#### PROVIDED RECORDS
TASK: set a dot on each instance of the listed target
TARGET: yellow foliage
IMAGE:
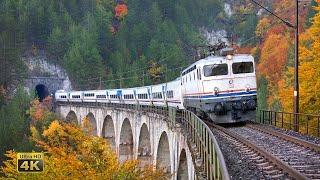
(72, 154)
(262, 26)
(309, 71)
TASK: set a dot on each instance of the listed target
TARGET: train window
(101, 96)
(169, 94)
(215, 70)
(242, 67)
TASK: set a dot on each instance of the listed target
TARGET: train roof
(235, 58)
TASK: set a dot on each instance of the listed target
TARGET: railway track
(278, 155)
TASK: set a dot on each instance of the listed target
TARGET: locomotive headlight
(216, 91)
(247, 88)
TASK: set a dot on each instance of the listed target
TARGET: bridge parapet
(196, 142)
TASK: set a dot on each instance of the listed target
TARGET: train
(222, 88)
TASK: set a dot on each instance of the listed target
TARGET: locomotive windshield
(242, 67)
(215, 70)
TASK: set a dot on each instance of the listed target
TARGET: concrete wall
(159, 144)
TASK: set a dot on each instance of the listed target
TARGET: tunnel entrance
(41, 92)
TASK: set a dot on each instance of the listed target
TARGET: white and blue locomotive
(221, 87)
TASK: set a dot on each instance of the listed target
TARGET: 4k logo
(30, 162)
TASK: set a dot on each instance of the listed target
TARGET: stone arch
(126, 141)
(183, 166)
(108, 131)
(144, 147)
(41, 91)
(163, 153)
(93, 123)
(72, 117)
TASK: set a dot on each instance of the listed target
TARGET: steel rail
(275, 160)
(286, 137)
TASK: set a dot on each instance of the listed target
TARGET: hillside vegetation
(107, 39)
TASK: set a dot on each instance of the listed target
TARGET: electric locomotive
(222, 87)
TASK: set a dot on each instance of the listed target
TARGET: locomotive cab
(224, 88)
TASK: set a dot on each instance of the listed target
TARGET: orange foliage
(39, 111)
(309, 71)
(70, 153)
(273, 58)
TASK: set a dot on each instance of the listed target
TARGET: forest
(125, 43)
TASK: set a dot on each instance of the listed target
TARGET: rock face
(44, 77)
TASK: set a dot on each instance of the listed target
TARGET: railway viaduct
(133, 134)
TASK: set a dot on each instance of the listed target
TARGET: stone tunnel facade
(51, 83)
(136, 135)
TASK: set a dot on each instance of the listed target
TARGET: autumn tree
(309, 76)
(71, 152)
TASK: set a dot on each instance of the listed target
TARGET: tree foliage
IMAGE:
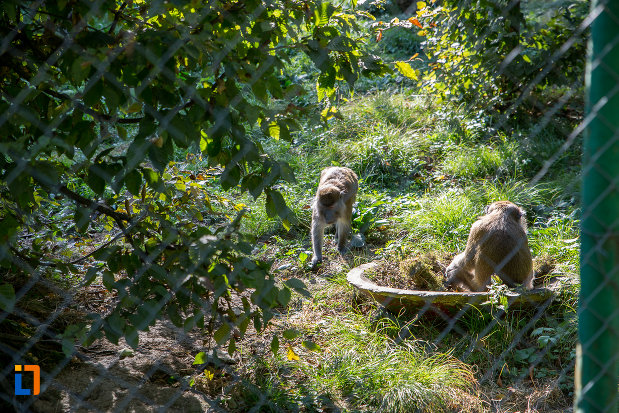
(95, 98)
(486, 53)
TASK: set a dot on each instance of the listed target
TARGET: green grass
(426, 174)
(362, 369)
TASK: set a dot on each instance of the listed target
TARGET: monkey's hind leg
(342, 229)
(317, 233)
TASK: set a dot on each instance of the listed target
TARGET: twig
(104, 209)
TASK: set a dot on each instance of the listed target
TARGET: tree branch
(104, 209)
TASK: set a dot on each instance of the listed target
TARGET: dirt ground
(106, 377)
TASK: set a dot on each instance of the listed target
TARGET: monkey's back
(501, 243)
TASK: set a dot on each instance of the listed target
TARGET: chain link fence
(133, 134)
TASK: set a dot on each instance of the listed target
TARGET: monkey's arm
(317, 233)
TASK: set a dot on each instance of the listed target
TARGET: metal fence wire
(154, 242)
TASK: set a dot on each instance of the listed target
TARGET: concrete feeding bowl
(397, 300)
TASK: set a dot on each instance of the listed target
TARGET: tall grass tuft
(374, 372)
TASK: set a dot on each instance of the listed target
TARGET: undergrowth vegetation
(424, 179)
(432, 146)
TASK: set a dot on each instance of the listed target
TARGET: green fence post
(597, 375)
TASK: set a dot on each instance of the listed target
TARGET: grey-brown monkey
(333, 202)
(497, 244)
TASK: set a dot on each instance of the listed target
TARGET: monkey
(336, 194)
(497, 244)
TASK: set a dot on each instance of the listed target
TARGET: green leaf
(283, 296)
(133, 180)
(131, 336)
(94, 180)
(291, 334)
(82, 218)
(406, 70)
(310, 345)
(7, 298)
(200, 358)
(221, 335)
(274, 130)
(275, 344)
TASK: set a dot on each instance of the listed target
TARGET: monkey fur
(497, 244)
(336, 194)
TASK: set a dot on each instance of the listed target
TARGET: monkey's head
(328, 203)
(505, 207)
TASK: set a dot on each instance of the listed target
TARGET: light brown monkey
(498, 245)
(333, 202)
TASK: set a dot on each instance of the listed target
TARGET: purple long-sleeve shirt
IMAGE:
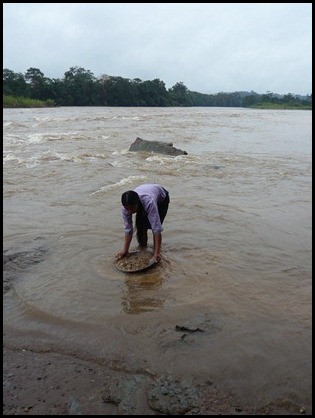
(150, 195)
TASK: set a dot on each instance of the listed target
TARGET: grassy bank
(11, 101)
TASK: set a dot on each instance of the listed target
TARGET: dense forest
(79, 87)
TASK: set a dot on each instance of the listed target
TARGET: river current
(236, 242)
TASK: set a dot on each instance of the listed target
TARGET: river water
(236, 243)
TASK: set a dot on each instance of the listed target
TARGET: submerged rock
(158, 147)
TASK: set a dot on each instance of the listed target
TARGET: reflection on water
(236, 240)
(141, 292)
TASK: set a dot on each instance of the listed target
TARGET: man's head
(130, 200)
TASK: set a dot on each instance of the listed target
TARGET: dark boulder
(157, 147)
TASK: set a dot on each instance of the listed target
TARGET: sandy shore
(55, 384)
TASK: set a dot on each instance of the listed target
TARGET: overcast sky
(209, 47)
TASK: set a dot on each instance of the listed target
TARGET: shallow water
(236, 242)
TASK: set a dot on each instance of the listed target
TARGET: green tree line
(79, 87)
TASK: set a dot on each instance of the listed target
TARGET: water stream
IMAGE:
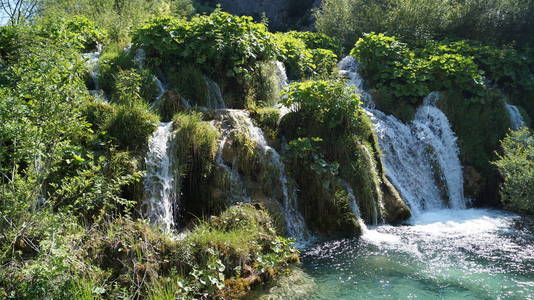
(445, 251)
(161, 199)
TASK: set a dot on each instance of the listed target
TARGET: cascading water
(515, 116)
(421, 158)
(160, 193)
(241, 121)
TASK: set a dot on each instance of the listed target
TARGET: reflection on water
(445, 254)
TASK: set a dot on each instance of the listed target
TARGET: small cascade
(241, 121)
(353, 202)
(420, 158)
(515, 116)
(215, 98)
(160, 192)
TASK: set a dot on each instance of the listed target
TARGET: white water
(420, 158)
(296, 226)
(515, 117)
(215, 98)
(160, 194)
(92, 61)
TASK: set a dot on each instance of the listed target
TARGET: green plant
(516, 165)
(131, 126)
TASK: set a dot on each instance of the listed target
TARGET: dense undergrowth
(71, 165)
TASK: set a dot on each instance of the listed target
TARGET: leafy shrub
(189, 81)
(116, 17)
(492, 21)
(516, 165)
(301, 61)
(267, 119)
(131, 126)
(391, 65)
(388, 63)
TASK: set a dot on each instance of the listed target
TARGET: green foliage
(190, 84)
(389, 64)
(516, 166)
(263, 86)
(131, 126)
(479, 127)
(301, 60)
(116, 17)
(267, 119)
(77, 31)
(315, 40)
(326, 131)
(330, 103)
(307, 150)
(500, 21)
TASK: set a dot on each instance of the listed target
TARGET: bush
(77, 32)
(118, 18)
(390, 65)
(131, 126)
(516, 165)
(315, 40)
(494, 21)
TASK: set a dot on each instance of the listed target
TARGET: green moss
(517, 168)
(479, 128)
(196, 147)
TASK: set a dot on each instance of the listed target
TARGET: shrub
(492, 21)
(218, 44)
(302, 61)
(196, 147)
(131, 126)
(516, 165)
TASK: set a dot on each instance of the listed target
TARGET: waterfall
(92, 61)
(241, 121)
(420, 158)
(160, 193)
(515, 116)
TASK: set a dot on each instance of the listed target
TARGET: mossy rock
(479, 127)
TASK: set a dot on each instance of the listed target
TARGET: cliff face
(282, 14)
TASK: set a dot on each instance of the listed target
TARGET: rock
(396, 209)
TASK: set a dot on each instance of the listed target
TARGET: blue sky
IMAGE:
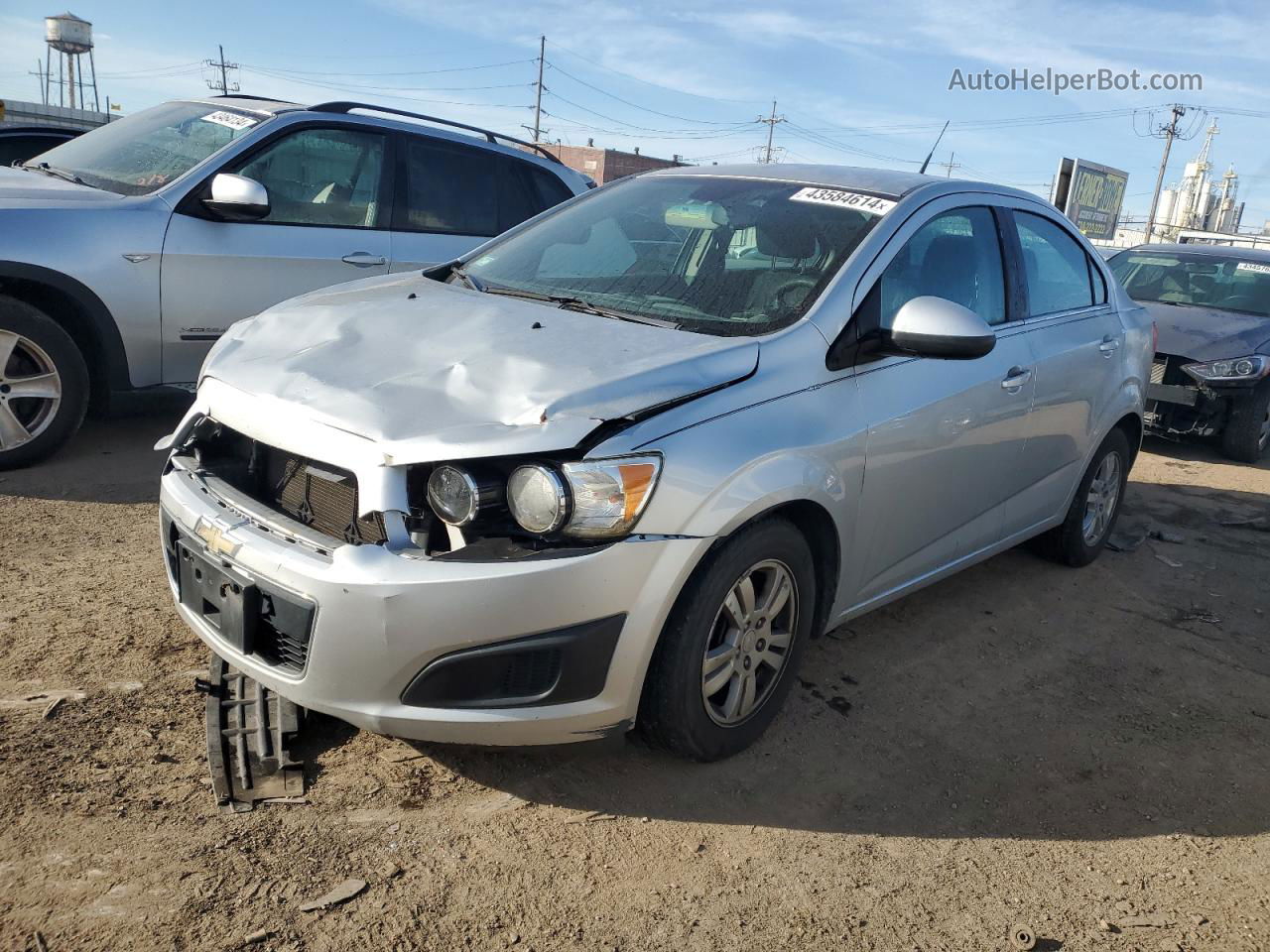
(861, 84)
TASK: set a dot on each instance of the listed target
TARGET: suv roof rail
(347, 107)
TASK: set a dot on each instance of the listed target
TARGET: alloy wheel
(749, 643)
(31, 390)
(1101, 499)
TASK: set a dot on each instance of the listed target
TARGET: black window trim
(191, 204)
(1064, 225)
(512, 164)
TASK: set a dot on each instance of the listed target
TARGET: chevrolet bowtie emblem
(216, 537)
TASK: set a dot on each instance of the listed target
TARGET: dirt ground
(1084, 752)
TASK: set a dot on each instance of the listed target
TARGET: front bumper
(379, 619)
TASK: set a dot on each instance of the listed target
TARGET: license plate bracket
(218, 594)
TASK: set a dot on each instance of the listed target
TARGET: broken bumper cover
(381, 619)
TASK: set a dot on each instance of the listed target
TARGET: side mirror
(935, 326)
(238, 198)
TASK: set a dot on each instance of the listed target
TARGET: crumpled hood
(21, 188)
(1206, 333)
(432, 371)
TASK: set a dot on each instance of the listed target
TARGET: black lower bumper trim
(550, 667)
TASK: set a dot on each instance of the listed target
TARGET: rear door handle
(1014, 382)
(363, 259)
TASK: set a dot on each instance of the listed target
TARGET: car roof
(887, 181)
(1252, 254)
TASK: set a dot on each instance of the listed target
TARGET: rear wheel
(44, 385)
(1247, 433)
(1080, 537)
(730, 648)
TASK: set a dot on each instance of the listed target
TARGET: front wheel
(1247, 431)
(1080, 537)
(731, 644)
(44, 385)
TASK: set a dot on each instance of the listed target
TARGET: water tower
(70, 37)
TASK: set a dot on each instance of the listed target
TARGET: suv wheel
(730, 648)
(1080, 537)
(44, 385)
(1247, 431)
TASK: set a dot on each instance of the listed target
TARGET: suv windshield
(714, 255)
(145, 151)
(1198, 280)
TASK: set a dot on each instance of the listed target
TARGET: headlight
(593, 499)
(457, 497)
(610, 494)
(1238, 368)
(538, 498)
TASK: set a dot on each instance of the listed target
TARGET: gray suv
(126, 253)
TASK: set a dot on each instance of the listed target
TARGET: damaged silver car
(620, 465)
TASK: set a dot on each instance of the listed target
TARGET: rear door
(329, 206)
(456, 195)
(945, 436)
(1075, 335)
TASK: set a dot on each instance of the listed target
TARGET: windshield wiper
(55, 172)
(461, 273)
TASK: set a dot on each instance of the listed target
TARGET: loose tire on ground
(44, 385)
(676, 712)
(1076, 540)
(1247, 433)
########
WHAT TO WORK ON:
Pull out every line above that contains the string "brown", matching case exactly.

FINAL ANSWER:
TARGET: grey-brown monkey
TARGET: light brown monkey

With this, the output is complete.